Can you copy the rows below word for word, starting at the one containing "Place a point on every instance of the baby's fingers, shaped" and ending at the one containing "pixel 122 10", with both of those rows included?

[START Records for processing]

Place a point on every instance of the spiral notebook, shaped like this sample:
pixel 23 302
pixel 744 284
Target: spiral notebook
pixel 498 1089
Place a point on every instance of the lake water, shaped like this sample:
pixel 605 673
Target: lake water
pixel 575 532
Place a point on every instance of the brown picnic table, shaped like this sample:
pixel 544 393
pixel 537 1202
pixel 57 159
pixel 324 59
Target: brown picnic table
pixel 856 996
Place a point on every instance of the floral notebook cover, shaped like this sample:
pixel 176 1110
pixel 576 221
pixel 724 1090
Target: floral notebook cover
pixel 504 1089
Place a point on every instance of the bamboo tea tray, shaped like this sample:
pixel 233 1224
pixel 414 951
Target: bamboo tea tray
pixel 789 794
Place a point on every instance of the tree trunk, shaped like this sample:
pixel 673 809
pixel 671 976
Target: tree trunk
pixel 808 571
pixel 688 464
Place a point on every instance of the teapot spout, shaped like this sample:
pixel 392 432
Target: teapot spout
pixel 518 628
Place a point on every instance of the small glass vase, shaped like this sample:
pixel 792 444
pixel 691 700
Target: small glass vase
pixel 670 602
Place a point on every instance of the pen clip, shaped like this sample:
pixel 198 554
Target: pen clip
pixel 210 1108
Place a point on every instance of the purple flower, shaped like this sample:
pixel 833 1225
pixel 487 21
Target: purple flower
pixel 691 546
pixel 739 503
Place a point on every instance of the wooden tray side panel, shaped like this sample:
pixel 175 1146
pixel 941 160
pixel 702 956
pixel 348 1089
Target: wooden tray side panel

[END Records for processing]
[START Records for processing]

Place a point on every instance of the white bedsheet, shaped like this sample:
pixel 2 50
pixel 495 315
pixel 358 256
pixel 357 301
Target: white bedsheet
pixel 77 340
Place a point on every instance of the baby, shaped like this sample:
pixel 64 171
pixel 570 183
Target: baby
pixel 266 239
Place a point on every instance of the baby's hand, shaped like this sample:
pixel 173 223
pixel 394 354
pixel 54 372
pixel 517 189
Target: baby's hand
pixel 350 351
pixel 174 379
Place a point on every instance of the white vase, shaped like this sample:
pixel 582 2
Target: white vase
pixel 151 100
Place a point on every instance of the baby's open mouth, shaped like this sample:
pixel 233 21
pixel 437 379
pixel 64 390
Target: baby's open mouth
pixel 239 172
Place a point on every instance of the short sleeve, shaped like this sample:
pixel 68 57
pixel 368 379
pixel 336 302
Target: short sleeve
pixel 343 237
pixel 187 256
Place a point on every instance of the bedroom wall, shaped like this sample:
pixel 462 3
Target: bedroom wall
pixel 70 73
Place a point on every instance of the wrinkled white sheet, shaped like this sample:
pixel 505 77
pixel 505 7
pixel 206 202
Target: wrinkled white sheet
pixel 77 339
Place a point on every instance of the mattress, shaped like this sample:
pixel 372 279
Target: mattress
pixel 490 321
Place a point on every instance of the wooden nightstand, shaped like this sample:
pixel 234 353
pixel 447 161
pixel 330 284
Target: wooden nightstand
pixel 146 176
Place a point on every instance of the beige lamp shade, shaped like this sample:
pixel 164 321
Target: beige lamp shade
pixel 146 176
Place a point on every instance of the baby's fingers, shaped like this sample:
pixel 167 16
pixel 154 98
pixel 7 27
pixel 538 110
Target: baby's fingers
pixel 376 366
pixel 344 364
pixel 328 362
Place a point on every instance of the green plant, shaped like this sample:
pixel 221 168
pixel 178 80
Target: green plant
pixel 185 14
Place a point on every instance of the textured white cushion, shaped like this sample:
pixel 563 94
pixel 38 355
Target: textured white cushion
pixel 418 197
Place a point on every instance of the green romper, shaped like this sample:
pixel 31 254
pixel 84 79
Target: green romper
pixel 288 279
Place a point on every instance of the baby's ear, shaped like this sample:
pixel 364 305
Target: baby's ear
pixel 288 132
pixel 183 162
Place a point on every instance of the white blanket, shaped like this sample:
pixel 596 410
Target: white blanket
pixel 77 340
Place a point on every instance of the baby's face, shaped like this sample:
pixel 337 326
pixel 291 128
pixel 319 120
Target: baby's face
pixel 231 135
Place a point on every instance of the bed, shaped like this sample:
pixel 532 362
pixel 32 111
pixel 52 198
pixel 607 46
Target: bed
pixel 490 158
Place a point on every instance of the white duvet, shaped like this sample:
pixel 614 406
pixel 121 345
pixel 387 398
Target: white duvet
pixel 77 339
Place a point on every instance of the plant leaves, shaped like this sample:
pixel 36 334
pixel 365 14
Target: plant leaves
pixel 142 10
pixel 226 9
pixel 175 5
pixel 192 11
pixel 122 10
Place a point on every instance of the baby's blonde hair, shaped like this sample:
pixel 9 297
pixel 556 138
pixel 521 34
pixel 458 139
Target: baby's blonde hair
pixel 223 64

[END Records for processing]
[START Records for processing]

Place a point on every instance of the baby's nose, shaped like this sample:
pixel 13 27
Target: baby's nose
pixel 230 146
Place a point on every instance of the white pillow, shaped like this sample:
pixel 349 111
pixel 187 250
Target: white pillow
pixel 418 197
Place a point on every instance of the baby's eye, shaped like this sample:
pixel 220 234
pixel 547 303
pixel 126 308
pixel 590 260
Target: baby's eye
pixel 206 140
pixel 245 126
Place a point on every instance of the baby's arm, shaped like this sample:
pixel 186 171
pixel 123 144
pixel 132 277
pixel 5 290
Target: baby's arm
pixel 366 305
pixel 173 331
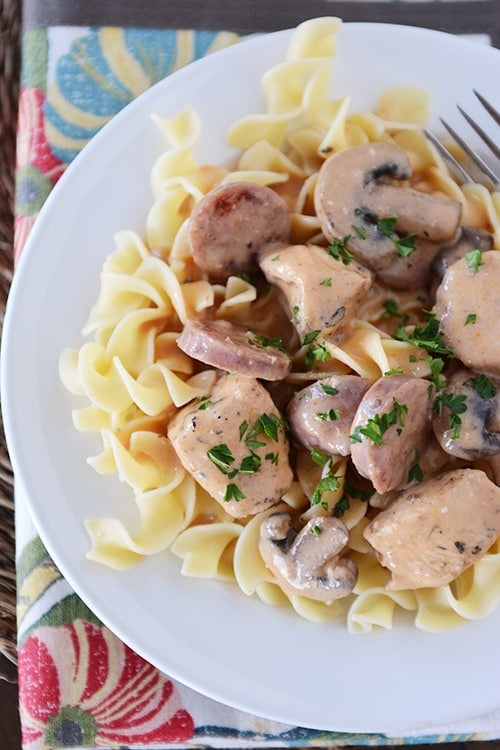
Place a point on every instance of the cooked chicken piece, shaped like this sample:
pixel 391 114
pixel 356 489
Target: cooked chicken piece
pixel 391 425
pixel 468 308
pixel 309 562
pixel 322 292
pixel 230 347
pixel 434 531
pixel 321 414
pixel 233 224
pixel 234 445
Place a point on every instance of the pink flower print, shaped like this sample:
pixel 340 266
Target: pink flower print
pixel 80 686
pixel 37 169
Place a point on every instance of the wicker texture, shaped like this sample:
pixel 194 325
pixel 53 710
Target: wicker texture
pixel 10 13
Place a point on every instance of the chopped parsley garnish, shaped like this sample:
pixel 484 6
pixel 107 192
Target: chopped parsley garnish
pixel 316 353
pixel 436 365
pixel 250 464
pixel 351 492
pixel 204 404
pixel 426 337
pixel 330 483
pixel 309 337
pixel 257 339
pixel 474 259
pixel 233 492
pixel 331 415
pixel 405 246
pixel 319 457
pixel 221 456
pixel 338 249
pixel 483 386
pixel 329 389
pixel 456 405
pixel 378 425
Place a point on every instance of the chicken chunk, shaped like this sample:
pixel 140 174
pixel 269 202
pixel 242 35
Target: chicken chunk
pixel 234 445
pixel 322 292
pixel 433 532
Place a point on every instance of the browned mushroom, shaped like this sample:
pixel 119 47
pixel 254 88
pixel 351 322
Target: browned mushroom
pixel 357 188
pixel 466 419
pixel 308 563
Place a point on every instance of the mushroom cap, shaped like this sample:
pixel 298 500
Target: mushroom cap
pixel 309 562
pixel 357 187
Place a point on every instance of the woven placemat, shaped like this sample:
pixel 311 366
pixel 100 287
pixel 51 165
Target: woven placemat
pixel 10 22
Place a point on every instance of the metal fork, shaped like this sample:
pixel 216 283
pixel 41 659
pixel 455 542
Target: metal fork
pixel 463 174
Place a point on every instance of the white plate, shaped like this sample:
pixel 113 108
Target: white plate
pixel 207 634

[END Records for processing]

= Task output =
Place a point on every instance of the baby's fingers, shaped like this sample:
pixel 167 16
pixel 154 98
pixel 7 27
pixel 538 110
Target: baby's fingers
pixel 376 366
pixel 344 364
pixel 328 362
Place a point on every instance of the green plant, shaped like this sample:
pixel 221 168
pixel 178 80
Target: green plant
pixel 185 14
Place a point on every instance of the textured white cushion, shaped like this sample:
pixel 563 94
pixel 38 355
Target: textured white cushion
pixel 418 197
Place a point on every instance of the green romper, shaped like this sample:
pixel 31 254
pixel 84 79
Target: green romper
pixel 288 279
Place a point on every instance of the baby's ear, shaped like this sample:
pixel 364 305
Target: baby's ear
pixel 288 132
pixel 183 162
Place a point on every instance of the white blanket, shaped like this sample:
pixel 596 410
Target: white blanket
pixel 77 340
Place a point on every instance of the baby's face, shaped like this sample:
pixel 337 326
pixel 291 128
pixel 319 120
Target: baby's face
pixel 231 135
Place a point on every instance of the bed, shaped like this sample:
pixel 532 362
pixel 32 111
pixel 52 198
pixel 607 46
Target: bed
pixel 490 158
Place a point on every instance of the white duvet, shaped like this sample:
pixel 614 406
pixel 121 345
pixel 387 398
Target: white duvet
pixel 77 339
Place a point on every instance of the plant leaves, shaped like this sample:
pixel 36 334
pixel 365 14
Target: plant leaves
pixel 142 10
pixel 226 9
pixel 175 5
pixel 192 11
pixel 122 10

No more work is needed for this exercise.